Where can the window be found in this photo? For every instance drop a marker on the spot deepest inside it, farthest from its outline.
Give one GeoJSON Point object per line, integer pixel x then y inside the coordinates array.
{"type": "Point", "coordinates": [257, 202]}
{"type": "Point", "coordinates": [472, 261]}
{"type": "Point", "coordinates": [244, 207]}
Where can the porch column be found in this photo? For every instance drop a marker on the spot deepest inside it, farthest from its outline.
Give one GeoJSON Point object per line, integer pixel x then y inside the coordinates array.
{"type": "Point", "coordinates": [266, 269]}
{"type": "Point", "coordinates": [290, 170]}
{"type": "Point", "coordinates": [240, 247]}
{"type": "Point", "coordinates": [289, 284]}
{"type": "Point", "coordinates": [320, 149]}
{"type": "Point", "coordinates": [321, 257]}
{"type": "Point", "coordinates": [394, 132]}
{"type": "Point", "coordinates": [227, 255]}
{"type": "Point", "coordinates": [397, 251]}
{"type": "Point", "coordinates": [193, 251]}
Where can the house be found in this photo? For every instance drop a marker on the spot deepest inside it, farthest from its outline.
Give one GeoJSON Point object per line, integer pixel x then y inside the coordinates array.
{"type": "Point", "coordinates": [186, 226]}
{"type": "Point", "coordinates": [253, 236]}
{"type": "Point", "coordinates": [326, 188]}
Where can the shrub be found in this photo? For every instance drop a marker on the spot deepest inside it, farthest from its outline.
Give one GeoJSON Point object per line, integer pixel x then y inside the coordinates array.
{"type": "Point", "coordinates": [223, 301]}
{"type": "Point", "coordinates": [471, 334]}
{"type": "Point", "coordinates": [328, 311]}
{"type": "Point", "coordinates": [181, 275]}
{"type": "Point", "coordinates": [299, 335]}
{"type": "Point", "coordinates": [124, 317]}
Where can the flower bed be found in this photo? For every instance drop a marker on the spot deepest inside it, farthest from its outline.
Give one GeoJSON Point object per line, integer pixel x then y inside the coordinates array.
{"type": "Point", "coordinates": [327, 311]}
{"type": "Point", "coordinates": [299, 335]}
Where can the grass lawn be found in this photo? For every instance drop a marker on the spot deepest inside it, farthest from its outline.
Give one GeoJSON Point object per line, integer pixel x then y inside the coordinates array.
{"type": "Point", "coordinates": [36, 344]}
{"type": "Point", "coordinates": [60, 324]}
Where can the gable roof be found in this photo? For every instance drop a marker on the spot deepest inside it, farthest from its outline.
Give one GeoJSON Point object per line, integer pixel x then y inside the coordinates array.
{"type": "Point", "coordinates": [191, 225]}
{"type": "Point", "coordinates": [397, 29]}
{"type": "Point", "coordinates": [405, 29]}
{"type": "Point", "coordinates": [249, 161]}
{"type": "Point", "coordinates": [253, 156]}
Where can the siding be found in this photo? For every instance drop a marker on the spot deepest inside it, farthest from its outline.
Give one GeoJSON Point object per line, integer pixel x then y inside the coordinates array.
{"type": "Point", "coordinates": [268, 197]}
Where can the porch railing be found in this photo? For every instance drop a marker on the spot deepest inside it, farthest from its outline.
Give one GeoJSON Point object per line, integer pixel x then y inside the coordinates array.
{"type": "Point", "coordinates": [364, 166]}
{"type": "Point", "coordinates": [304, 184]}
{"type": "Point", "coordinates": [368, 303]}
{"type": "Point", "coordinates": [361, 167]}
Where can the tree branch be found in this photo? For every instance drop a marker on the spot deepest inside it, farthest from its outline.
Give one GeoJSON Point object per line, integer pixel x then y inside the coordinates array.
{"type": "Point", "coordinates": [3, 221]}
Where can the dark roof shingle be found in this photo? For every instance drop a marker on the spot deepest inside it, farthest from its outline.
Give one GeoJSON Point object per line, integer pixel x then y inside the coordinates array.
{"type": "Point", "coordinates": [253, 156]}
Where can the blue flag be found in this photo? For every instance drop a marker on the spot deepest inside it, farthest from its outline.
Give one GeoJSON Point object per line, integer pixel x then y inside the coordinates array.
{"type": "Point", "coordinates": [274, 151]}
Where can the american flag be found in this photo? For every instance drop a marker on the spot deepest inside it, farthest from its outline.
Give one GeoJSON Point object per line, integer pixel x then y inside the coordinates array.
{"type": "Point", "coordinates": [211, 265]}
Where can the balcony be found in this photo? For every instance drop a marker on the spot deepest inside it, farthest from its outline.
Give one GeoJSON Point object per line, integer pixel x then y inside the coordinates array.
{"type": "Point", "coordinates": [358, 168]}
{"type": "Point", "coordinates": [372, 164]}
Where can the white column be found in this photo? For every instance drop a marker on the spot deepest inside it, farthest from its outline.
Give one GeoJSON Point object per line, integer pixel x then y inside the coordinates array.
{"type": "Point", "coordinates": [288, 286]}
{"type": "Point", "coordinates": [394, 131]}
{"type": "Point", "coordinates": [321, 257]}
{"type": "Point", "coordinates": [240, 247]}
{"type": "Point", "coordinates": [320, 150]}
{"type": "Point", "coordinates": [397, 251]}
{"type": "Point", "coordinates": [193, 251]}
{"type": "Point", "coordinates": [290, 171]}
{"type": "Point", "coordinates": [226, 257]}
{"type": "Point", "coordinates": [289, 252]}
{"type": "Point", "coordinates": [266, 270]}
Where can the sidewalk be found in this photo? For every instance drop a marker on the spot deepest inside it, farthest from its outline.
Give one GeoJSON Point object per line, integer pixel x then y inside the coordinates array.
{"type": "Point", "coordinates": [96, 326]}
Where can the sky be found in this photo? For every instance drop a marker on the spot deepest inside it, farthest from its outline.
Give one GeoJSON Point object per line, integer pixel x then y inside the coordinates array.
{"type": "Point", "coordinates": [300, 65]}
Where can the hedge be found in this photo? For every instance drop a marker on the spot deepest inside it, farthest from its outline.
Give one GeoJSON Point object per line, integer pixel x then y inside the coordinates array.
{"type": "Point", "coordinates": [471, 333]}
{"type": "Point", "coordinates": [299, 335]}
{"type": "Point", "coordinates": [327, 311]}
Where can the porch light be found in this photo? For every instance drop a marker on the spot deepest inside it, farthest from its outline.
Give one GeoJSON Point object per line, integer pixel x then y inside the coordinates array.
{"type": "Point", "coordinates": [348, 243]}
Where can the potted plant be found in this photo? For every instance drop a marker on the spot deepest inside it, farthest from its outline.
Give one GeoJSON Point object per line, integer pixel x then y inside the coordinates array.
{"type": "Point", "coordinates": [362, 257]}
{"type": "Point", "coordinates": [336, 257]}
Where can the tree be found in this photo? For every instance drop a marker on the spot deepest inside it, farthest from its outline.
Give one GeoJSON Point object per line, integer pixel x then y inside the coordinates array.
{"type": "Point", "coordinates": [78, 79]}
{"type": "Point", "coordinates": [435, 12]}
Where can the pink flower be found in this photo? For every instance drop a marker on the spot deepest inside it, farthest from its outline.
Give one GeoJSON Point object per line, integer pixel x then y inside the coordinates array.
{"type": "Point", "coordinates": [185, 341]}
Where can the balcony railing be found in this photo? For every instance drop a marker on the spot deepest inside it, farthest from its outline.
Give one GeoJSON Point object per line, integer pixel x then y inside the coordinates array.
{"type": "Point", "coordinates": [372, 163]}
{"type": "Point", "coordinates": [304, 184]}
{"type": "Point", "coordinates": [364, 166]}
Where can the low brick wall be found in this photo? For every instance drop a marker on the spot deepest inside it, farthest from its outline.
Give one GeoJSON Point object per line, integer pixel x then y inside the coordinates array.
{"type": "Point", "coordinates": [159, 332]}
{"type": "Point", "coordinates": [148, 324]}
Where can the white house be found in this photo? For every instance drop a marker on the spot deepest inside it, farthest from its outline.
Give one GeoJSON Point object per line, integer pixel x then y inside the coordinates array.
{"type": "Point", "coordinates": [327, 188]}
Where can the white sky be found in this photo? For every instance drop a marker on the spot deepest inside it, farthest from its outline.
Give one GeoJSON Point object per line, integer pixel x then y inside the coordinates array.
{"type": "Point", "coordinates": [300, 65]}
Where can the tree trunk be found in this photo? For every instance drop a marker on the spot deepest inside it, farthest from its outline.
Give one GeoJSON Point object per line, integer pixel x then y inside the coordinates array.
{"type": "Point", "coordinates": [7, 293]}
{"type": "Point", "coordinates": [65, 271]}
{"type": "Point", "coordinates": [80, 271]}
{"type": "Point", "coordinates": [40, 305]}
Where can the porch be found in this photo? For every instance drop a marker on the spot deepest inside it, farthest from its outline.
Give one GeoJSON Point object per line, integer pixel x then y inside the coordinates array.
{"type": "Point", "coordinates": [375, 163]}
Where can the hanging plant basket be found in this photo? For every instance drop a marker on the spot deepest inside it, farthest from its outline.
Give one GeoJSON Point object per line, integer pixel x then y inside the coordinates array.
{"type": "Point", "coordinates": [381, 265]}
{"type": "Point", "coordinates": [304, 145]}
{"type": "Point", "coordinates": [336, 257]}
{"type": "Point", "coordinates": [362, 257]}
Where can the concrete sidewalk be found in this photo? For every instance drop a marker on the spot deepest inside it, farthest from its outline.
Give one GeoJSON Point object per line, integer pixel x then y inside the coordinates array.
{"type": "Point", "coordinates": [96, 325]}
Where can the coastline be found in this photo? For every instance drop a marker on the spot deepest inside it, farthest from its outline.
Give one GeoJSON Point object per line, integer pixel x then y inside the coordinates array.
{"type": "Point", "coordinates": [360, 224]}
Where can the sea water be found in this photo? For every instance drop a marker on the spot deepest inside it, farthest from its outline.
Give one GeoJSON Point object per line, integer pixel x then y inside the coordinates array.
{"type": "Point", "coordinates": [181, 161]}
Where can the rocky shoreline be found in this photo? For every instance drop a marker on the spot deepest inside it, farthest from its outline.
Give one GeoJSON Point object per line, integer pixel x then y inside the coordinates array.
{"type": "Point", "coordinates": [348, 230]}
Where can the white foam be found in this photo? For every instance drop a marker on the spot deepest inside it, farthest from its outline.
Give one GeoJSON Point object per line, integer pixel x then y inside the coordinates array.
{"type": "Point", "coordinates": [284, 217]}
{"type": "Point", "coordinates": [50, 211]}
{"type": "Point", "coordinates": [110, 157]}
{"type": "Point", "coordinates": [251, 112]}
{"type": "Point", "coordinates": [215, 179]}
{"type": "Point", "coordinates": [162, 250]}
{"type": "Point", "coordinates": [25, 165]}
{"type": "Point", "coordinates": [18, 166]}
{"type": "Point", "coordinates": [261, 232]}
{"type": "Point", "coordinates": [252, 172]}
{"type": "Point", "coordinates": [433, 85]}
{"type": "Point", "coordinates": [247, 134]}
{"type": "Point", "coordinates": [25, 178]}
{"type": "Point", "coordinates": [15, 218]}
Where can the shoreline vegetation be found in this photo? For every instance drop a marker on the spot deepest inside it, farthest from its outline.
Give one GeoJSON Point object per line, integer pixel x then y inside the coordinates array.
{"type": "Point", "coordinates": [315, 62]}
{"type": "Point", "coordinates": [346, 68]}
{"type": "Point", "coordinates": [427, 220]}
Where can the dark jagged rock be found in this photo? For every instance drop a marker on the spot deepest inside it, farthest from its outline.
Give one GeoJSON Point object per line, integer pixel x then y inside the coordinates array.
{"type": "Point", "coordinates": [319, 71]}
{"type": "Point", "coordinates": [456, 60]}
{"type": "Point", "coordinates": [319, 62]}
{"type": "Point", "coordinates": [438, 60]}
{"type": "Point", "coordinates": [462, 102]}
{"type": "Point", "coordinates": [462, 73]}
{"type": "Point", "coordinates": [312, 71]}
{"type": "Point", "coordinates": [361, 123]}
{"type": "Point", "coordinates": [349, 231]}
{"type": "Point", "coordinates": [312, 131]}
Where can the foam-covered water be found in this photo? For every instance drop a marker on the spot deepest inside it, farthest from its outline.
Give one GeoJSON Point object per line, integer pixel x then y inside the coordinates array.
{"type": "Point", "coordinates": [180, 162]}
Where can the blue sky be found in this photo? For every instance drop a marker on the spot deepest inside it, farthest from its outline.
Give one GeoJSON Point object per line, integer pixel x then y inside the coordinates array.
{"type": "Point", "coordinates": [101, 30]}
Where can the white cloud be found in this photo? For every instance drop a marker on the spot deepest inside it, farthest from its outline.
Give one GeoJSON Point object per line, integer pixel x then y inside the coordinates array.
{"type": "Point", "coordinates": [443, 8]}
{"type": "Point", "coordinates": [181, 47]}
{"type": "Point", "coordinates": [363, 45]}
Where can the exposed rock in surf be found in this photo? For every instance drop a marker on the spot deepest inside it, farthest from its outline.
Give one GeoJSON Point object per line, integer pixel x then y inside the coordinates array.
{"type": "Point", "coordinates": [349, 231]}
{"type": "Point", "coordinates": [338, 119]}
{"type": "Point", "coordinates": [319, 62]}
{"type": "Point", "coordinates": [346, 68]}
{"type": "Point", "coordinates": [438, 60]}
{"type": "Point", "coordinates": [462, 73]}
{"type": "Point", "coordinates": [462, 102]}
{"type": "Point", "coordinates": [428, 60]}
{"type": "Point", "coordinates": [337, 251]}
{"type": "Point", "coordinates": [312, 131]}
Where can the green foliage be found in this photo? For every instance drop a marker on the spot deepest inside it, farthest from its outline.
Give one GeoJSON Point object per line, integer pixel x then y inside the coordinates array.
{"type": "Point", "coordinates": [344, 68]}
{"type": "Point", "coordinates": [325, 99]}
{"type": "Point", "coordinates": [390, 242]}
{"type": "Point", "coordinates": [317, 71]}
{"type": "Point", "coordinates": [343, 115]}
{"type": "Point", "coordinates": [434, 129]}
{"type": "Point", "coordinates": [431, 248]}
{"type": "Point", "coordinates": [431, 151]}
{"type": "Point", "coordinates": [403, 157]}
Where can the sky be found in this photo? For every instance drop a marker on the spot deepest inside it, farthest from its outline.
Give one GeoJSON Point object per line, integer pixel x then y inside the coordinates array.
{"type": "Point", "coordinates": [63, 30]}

◆ ◆ ◆

#### [Written problem]
Extract every line from the one with "Where can the green" down to the final line above, both included, exactly as written.

#### [Solution to the exercise]
Where can the green foliage be found in this photo? For every instance drop a marker on the spot deepest inside it, farthest from its outline.
Give one GeoJSON Point object per line, integer pixel x then y inside the coordinates array.
{"type": "Point", "coordinates": [344, 68]}
{"type": "Point", "coordinates": [325, 99]}
{"type": "Point", "coordinates": [390, 242]}
{"type": "Point", "coordinates": [317, 71]}
{"type": "Point", "coordinates": [343, 115]}
{"type": "Point", "coordinates": [434, 129]}
{"type": "Point", "coordinates": [431, 248]}
{"type": "Point", "coordinates": [431, 151]}
{"type": "Point", "coordinates": [403, 157]}
Where can the sky be found in this photo? For every instance drop a marker on the spot deepest inside it, farthest from its outline.
Give one GeoJSON Point object per line, integer pixel x then y inside the coordinates array.
{"type": "Point", "coordinates": [63, 30]}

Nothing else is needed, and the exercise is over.